Aim - Carry on the mailing-list discussion about whether the INSERT documentation should state the order of rows returned, picking up right after its final sentence.

Text excerpt -
__________

I think that's a pretty hasty generalization. It's the majority of use
cases in an ORM, sure, but plenty of ORMs (and libraries or
applications using them) support inserting batches where performance
requires it. Rails/ActiveRecord is actually integrating that feature
into core (though many Ruby libraries already add that support, as
does, for example, the application I spend the majority of time
working on).

James



Re: Insert Documentation - Returning Clause and Order

From
Ashutosh Bapat
Date:
On Sat, Dec 12, 2020 at 8:41 PM David G. Johnston
<david.g.johnston@gmail.com> wrote:
>
> On Sat, Dec 12, 2020 at 7:02 AM James Coleman <jtc331@gmail.com> wrote:
>>
>>
>> Certainly almost every ORM, and maybe even other forms of application
>> code, need to be able to associate the serial column value returned
>> with what it inserted.
>
>
> Yet most ORM would perform single inserts at a time, not in bulk, making such a feature irrelevant to them.
>
> I don't think having such a feature is all that important personally, but the question comes every so often and it
wouldbe nice to be able to point at the documentation for a definitive answer - not just one inferred from a lack of
documentation- especially since the observed behavior is that order is preserved today. 
>

That's a valid usecase, but adding such a guarantee in documentation
would restrict implementation. So at best we can say "no order is
guaranteed". But we write what's guaranteed. Anything not written in
the documents is not guaranteed.

__________

Material provided -
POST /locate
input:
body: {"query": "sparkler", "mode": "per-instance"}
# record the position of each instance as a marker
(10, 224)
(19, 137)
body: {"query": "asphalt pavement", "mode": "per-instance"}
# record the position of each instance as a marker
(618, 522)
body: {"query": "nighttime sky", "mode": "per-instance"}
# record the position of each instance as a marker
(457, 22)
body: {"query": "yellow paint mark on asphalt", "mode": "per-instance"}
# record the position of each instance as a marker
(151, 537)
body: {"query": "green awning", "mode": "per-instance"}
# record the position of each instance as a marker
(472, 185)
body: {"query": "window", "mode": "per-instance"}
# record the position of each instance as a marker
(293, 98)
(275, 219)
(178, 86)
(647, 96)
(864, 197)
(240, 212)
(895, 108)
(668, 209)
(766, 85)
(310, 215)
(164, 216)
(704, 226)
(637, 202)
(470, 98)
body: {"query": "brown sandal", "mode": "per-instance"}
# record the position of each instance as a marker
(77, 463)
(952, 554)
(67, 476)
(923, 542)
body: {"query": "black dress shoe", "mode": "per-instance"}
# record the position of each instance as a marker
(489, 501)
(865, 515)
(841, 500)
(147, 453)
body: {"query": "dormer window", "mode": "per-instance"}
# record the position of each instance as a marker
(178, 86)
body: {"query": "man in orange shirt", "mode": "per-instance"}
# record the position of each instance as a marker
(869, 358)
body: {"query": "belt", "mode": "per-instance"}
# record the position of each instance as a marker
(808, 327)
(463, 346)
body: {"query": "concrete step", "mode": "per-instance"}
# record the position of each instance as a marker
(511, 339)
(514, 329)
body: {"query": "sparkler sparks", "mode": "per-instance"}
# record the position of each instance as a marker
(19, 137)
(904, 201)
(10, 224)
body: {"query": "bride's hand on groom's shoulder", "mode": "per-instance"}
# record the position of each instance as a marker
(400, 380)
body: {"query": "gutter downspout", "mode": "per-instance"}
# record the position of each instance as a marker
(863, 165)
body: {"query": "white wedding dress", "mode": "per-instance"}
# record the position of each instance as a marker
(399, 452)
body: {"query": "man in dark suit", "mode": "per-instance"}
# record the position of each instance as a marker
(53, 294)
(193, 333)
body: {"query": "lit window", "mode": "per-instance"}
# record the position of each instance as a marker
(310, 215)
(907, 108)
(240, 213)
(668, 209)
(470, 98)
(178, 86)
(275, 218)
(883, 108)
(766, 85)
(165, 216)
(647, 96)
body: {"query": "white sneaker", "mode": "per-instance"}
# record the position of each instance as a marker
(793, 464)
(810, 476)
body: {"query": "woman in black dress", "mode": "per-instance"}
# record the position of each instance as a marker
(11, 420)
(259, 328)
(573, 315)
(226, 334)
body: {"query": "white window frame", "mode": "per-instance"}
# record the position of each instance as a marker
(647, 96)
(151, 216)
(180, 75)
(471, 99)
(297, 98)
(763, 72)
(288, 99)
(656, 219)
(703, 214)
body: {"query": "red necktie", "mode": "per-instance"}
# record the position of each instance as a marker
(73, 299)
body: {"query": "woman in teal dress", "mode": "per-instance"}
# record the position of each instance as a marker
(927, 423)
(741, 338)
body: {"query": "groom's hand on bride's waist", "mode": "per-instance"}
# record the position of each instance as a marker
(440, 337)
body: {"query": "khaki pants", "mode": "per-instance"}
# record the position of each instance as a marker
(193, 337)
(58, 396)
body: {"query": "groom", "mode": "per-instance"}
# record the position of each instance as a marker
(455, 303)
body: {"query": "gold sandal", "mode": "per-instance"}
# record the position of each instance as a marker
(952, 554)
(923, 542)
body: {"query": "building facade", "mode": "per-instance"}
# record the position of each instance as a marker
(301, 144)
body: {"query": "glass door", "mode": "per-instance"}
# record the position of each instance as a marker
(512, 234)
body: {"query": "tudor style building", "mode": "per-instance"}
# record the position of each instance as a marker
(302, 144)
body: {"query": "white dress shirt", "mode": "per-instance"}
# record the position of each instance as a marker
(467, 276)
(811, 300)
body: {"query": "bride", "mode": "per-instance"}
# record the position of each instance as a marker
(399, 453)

__________

Answer to the exercise -
There are ways to get it working, but let's not go into those details
in this thread.

--
Best Wishes,
Ashutosh Bapat



Re: Insert Documentation - Returning Clause and Order

From
"David G. Johnston"
Date:
On Mon, Dec 14, 2020 at 7:09 AM Ashutosh Bapat <ashutosh.bapat.oss@gmail.com> wrote:
But we write what's guaranteed. Anything not written in
the documents is not guaranteed.

In the case of LIMIT we go to great lengths to write what isn't guaranteed.  I suggest that this is similar enough in nature to warrant the same emphasis.

"Thus, using different LIMIT/OFFSET values to select different subsets of a query result will give inconsistent results unless you enforce a predictable result ordering with ORDER BY. This is not a bug; it is an inherent consequence of the fact that SQL does not promise to deliver the results of a query in any particular order unless ORDER BY is used to constrain the order.

It is even possible for repeated executions of the same LIMIT query to return different subsets of the rows of a table, if there is not an ORDER BY to enforce selection of a deterministic subset. Again, this is not a bug; determinism of the results is simply not guaranteed in such a case."

I'd go so far as to say that it's more important here since the observed behavior is that things are ordered, and expected to be ordered, while with limit the non-determinism seems more obvious.

David J.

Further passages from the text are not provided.